(Image location labeling entries)
####################

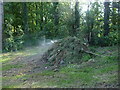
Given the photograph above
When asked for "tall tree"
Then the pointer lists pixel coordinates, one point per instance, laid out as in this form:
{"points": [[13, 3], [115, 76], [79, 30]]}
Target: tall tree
{"points": [[56, 17], [77, 17], [106, 17], [25, 18]]}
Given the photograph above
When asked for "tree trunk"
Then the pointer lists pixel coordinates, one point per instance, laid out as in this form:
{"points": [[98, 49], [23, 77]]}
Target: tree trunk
{"points": [[106, 18], [25, 18], [56, 17], [1, 23]]}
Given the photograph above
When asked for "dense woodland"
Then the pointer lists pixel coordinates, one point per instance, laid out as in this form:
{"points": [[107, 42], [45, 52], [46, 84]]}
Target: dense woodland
{"points": [[60, 44], [26, 23]]}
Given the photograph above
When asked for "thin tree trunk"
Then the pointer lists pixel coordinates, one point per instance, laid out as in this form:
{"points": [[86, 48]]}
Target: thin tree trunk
{"points": [[1, 24], [77, 17], [106, 18], [25, 18], [56, 17]]}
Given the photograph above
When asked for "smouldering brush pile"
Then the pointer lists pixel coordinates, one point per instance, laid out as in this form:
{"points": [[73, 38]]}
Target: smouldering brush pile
{"points": [[68, 50]]}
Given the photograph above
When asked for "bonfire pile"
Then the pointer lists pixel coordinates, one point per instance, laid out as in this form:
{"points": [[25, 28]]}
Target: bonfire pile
{"points": [[68, 50]]}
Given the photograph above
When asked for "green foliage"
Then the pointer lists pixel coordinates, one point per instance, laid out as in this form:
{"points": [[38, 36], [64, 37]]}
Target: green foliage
{"points": [[26, 23]]}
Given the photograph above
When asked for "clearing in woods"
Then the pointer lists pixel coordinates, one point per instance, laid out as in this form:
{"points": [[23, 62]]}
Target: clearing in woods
{"points": [[25, 69]]}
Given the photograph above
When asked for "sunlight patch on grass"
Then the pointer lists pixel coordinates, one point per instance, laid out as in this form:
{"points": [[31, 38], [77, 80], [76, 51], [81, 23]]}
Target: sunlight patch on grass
{"points": [[8, 67]]}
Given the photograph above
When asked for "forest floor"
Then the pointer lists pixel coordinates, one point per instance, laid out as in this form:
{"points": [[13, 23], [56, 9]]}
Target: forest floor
{"points": [[24, 69]]}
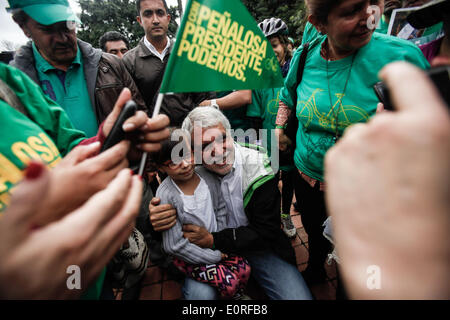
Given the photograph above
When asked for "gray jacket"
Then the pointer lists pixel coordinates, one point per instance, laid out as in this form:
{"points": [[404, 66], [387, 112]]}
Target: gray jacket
{"points": [[173, 241], [105, 76]]}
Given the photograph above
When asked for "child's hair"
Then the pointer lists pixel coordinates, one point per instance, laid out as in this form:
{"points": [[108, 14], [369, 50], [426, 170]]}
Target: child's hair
{"points": [[284, 40], [176, 137]]}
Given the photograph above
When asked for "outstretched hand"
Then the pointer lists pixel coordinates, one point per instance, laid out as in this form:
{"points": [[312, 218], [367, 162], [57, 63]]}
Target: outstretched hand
{"points": [[387, 190], [35, 261]]}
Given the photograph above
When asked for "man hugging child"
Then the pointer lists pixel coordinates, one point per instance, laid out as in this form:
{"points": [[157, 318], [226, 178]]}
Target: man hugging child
{"points": [[198, 200]]}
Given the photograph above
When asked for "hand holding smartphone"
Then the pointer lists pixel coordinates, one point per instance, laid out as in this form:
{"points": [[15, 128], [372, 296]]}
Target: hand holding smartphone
{"points": [[440, 76], [117, 133]]}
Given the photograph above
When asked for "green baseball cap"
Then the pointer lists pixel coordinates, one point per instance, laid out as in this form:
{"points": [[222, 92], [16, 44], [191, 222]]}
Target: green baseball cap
{"points": [[45, 12]]}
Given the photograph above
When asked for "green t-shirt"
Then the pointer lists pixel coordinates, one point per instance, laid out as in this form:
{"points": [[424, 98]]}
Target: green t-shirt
{"points": [[310, 33], [316, 115], [69, 90], [45, 134], [265, 103], [383, 26]]}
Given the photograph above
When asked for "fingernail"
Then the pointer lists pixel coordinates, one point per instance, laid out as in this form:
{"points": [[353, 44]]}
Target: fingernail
{"points": [[34, 170], [128, 126]]}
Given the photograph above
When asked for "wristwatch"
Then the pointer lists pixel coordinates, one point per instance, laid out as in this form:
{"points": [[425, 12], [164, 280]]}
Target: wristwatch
{"points": [[214, 104]]}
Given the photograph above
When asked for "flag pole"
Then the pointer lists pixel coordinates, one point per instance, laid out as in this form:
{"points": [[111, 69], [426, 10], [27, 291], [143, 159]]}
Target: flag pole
{"points": [[155, 113]]}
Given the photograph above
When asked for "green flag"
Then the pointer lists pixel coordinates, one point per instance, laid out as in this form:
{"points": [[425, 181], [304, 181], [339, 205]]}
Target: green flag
{"points": [[220, 47]]}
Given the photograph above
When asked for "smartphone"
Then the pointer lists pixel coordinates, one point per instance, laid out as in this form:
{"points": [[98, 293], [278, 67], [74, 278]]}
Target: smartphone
{"points": [[117, 134], [440, 76]]}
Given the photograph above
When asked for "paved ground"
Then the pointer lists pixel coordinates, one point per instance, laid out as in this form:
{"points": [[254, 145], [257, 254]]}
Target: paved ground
{"points": [[157, 285]]}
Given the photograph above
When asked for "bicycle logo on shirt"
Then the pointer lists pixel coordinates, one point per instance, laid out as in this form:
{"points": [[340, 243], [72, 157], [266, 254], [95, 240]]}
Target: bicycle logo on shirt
{"points": [[346, 114]]}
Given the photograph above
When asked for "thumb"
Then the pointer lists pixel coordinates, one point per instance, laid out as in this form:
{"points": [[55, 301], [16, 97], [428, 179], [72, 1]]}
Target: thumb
{"points": [[81, 153], [124, 96], [155, 201], [411, 95], [29, 195]]}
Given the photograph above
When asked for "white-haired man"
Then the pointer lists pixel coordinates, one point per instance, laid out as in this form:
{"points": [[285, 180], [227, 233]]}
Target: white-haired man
{"points": [[251, 193]]}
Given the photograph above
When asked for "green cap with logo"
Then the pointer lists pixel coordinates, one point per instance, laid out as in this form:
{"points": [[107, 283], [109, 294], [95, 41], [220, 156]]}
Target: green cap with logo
{"points": [[45, 12]]}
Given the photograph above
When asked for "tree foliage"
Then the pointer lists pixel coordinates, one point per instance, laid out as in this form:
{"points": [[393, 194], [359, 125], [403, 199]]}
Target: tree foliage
{"points": [[293, 12], [100, 16]]}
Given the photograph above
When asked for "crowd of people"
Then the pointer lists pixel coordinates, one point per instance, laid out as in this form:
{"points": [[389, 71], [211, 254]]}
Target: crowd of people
{"points": [[208, 207]]}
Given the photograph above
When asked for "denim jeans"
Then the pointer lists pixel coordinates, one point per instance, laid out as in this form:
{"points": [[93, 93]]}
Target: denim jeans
{"points": [[280, 280]]}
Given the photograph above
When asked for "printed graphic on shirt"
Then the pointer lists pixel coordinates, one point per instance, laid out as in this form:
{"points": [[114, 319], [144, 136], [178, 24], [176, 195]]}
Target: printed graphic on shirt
{"points": [[337, 117], [344, 115], [38, 147]]}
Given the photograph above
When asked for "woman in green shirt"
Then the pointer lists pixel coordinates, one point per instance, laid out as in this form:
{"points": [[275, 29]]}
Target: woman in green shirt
{"points": [[336, 91]]}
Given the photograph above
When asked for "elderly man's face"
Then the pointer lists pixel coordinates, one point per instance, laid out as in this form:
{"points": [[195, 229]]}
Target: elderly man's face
{"points": [[216, 148], [57, 43]]}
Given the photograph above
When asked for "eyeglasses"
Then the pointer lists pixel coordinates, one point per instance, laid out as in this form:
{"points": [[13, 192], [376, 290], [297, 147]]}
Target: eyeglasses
{"points": [[177, 163]]}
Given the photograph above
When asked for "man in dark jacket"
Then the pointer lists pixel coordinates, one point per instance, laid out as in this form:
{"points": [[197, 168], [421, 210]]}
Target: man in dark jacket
{"points": [[251, 194], [147, 62], [83, 80]]}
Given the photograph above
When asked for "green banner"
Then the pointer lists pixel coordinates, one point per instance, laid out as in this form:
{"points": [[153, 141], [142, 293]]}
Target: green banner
{"points": [[220, 47]]}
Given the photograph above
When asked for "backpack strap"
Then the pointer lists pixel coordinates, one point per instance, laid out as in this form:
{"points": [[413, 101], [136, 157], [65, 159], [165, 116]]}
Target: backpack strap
{"points": [[301, 68], [8, 95]]}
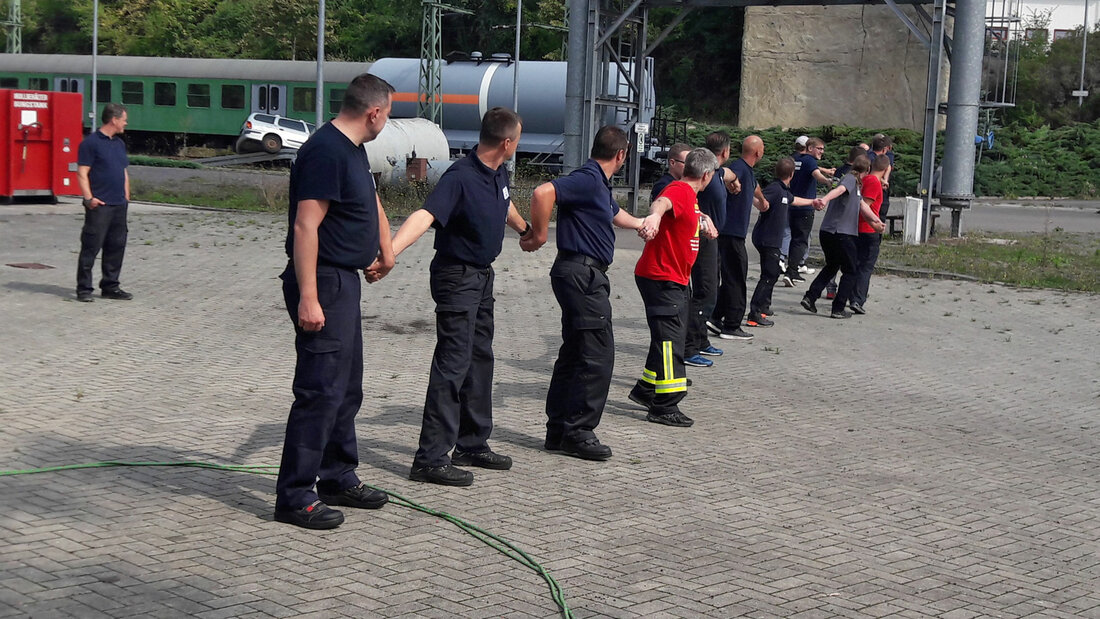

####################

Pick out every line in the rows above that contains the string "flag", treating case as significant, and copy each such line.

When asked for "flag pole"
Target: flag pole
When asked for "green flag"
Target: green flag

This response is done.